**To do**:
Give every line of the data again, exactly as it is written.

(Saved entries)
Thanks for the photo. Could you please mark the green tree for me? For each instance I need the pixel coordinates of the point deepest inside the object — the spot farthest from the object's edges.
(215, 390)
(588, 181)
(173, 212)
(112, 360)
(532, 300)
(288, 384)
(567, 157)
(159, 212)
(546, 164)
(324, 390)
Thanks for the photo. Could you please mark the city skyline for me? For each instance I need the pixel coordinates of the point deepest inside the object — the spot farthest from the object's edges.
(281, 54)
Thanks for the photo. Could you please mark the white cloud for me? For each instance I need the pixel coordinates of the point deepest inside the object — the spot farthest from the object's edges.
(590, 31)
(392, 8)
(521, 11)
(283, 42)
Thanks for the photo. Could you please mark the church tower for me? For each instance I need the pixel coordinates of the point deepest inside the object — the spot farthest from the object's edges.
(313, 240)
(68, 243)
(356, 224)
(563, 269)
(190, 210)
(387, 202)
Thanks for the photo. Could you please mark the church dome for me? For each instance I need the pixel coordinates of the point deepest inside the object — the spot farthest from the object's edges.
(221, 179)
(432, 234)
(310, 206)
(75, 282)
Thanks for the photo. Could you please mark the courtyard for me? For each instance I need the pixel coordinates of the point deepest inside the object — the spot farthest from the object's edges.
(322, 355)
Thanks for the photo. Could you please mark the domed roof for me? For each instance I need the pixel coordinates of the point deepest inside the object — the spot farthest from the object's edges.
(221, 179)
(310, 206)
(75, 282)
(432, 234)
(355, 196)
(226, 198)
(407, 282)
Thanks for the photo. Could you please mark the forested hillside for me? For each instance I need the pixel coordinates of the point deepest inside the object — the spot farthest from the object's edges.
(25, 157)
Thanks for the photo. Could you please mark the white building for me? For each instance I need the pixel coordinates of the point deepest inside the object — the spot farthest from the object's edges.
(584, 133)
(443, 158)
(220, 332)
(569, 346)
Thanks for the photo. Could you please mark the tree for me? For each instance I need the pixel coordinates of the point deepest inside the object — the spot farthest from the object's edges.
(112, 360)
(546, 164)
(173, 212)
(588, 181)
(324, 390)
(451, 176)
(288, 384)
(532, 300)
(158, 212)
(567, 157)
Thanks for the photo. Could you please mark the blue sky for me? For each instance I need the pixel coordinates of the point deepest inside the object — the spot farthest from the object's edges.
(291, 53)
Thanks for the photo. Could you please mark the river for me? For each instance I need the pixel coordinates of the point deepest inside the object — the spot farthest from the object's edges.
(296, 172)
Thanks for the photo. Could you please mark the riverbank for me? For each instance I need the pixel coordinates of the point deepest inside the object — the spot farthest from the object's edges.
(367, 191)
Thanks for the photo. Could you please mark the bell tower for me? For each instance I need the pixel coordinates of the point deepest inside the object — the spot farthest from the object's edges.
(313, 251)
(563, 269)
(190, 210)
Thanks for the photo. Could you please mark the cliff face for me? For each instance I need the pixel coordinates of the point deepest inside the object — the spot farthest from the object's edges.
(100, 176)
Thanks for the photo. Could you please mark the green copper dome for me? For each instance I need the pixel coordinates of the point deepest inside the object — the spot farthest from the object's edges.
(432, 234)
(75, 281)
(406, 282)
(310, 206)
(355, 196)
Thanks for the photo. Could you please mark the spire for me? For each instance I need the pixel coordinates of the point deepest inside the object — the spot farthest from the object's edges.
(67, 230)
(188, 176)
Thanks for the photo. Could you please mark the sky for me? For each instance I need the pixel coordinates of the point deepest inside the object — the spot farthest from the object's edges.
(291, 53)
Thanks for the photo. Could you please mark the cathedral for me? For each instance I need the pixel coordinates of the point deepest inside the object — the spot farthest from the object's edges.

**Task answer**:
Thanks for the photo. Could you please mark the green tree for me? For each instance I need the pixel coordinates of the point deepest inside the object — the spot farthest from the object's edges.
(215, 390)
(588, 181)
(173, 212)
(112, 360)
(532, 300)
(288, 384)
(567, 157)
(159, 212)
(546, 164)
(324, 390)
Thanks for the photo. Could you please mark the city skyline for me? For each instance I need the pixel coordinates of the point deepest inside the object — the spot farthest from the object's edges.
(281, 54)
Thanks for the photo. Could you please mark the white cloud for me? For each instance I need the pixel coordinates of the point deepest inside the object — the spot farthest from the object's edges.
(590, 31)
(392, 8)
(521, 11)
(283, 42)
Thanks for the photo. Could you please mark the church tower for me? For each instance I need the pixel coordinates of the point deepest inside the object — the spot farthest from the object's edges.
(313, 240)
(68, 243)
(356, 224)
(563, 269)
(190, 210)
(387, 202)
Thanks for the photo. Could you please mark the church dome for me? For each instance I need the pixel coordinates of the point deepest inside the object — the spot farthest from the object's edges.
(221, 179)
(432, 234)
(310, 206)
(75, 282)
Thanks for the photo. Could you please mark the courtyard for me? For each instance I need the pixel coordinates of the point deepest inside the object — the spot farthest from the object's edges.
(322, 355)
Thanks for the photo. Could you please mark the domed roof for me? For each instance I need the pixel coordinates of the point deepest inside the object — the spot farthest from the object's edges.
(221, 179)
(310, 206)
(75, 282)
(432, 234)
(355, 196)
(226, 198)
(407, 282)
Thanks for the photo. Could you please mark the forested hillside for me? For each instance I need the pixel coordinates of the point deepest inside the object — the spot farthest from the object's edges.
(25, 157)
Thanks for the photo. Could you please mark the white building for me? For each instance I need the pixel coordinates of the point deepest inside the object — the spot farthest from the object's edges.
(584, 133)
(443, 158)
(220, 332)
(569, 346)
Thanks for the photo. Could you please mark the tree for me? For each instance I need the pixel coordinates of the point deepest inside the object — the spot farthest from the object's edges.
(112, 360)
(546, 164)
(173, 212)
(588, 181)
(324, 390)
(451, 176)
(288, 384)
(532, 300)
(158, 212)
(567, 157)
Thanks for the photo. Could you please mark the blue sky for me? For each instance I need the pixel coordinates of the point deepest inside the object — the spot farthest from the object's edges.
(291, 53)
Thanks for the photo. Could you please mark the river for me? For each instance I need the pixel coordinates of the point deepest inside the object — the spot farthest from the object's edges.
(296, 172)
Thanks for the photo. Could you please mark the riverbank for me? For each instance I need the pixel coordinates of the point deepest inside the object — the spot farthest from the object's edges.
(367, 191)
Thanks for the photo. Could you please mark the bell tower for me? For each instance I need the pixel coordinates of the point deepest inside the object — the spot farthest from the object's edges.
(313, 251)
(563, 269)
(190, 210)
Thanks for the photo. Could you please mark the cliff face for me? For each instance I need the pixel coordinates of the point deepest inside the object — the spot farthest from the object's edges.
(100, 176)
Thanks for the photo. Could you please mark the green copper dome for me? For each instance I need the pixel coordinates of the point deepest inside the object — the spot farthest from the object's edges.
(432, 234)
(75, 281)
(406, 282)
(310, 206)
(355, 196)
Thanks for the photo. Could you please mark the spire for me? For each instance I need the pixel coordinates of the point deepest inside the object — the spot farthest from the object's edges.
(67, 230)
(188, 176)
Thanks for the photo. Could you please mark the sky for me? For each instance I need the pixel coordinates of the point deepest inside the object — the spot farthest from the object's edges.
(291, 53)
Thanks for the photo. Could you please mark the cathedral for me? For each instance I need the pixel coordinates of the point deepest inside the object — the spot farthest from the object's edges.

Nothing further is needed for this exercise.